[Records contained in a dataset]
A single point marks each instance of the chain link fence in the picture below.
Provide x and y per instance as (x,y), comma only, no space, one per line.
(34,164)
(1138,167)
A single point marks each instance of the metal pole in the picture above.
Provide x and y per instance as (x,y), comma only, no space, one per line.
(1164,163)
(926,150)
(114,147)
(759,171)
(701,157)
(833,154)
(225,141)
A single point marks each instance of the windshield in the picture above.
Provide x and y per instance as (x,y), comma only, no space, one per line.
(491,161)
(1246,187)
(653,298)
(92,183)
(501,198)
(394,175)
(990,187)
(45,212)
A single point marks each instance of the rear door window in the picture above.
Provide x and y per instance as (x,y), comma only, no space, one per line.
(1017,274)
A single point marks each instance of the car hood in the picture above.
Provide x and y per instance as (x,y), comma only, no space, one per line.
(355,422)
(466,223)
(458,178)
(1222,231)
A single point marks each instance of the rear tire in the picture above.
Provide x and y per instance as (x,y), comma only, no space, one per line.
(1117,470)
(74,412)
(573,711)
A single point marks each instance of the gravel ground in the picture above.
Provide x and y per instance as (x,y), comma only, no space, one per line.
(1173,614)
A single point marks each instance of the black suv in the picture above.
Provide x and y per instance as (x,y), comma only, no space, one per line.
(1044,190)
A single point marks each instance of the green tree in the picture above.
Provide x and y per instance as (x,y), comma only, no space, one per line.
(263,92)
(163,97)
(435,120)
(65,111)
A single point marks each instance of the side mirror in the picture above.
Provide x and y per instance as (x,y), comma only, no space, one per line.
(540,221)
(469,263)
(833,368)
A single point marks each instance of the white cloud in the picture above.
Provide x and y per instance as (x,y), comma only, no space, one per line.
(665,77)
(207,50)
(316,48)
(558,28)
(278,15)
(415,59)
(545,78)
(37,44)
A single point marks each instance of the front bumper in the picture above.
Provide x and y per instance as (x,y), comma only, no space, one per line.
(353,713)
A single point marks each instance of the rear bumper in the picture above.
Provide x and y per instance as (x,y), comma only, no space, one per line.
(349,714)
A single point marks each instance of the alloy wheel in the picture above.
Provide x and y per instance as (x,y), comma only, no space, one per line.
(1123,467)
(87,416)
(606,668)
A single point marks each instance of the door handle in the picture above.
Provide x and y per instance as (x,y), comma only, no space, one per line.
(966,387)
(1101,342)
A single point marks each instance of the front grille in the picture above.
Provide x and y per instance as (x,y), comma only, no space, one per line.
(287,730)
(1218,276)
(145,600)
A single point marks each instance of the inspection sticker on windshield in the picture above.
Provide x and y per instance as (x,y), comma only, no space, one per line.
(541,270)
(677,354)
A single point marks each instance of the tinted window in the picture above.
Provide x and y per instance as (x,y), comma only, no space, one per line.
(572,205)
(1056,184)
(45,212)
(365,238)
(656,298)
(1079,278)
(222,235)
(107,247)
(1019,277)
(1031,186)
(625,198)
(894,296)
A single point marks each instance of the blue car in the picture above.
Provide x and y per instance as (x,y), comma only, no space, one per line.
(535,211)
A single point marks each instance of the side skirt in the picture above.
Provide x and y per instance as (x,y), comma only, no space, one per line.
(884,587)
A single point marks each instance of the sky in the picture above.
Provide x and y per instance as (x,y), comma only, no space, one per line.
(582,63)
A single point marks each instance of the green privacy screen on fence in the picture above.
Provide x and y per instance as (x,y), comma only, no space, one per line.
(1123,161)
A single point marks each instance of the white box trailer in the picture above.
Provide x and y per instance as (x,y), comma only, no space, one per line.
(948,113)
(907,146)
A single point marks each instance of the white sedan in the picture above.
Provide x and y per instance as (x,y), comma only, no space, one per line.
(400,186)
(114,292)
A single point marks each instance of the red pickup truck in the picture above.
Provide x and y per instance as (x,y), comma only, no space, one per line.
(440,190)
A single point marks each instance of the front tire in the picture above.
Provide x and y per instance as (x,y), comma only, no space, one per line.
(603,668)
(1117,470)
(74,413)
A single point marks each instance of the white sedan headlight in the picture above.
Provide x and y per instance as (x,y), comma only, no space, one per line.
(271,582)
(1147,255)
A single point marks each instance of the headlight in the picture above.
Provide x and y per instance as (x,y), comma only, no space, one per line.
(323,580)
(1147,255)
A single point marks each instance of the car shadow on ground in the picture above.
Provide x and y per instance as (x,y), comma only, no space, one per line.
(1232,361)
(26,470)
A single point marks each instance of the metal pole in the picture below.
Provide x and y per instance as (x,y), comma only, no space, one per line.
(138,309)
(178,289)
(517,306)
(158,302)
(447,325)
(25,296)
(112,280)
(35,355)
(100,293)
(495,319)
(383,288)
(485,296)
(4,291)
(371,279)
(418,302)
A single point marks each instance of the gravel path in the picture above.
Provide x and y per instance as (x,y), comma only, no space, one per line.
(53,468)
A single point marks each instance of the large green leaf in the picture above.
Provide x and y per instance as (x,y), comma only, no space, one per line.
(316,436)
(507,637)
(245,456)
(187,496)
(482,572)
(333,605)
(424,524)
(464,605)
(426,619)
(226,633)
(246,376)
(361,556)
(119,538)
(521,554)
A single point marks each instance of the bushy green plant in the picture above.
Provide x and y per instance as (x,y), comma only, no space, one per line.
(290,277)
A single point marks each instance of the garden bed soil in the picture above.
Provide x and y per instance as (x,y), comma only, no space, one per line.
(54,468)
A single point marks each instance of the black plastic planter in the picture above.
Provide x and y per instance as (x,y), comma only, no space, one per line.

To do:
Please reproduce exactly the lines from the first one of the records above through the line containing "pole in the picture above.", both included, and nothing else.

Result of the exercise:
A single point marks each instance of the chain link fence in the picture below.
Provide x and y per instance as (x,y), comma only, no space, one per line.
(34,164)
(1138,167)
A single point marks each instance of the metal pole in the picture above.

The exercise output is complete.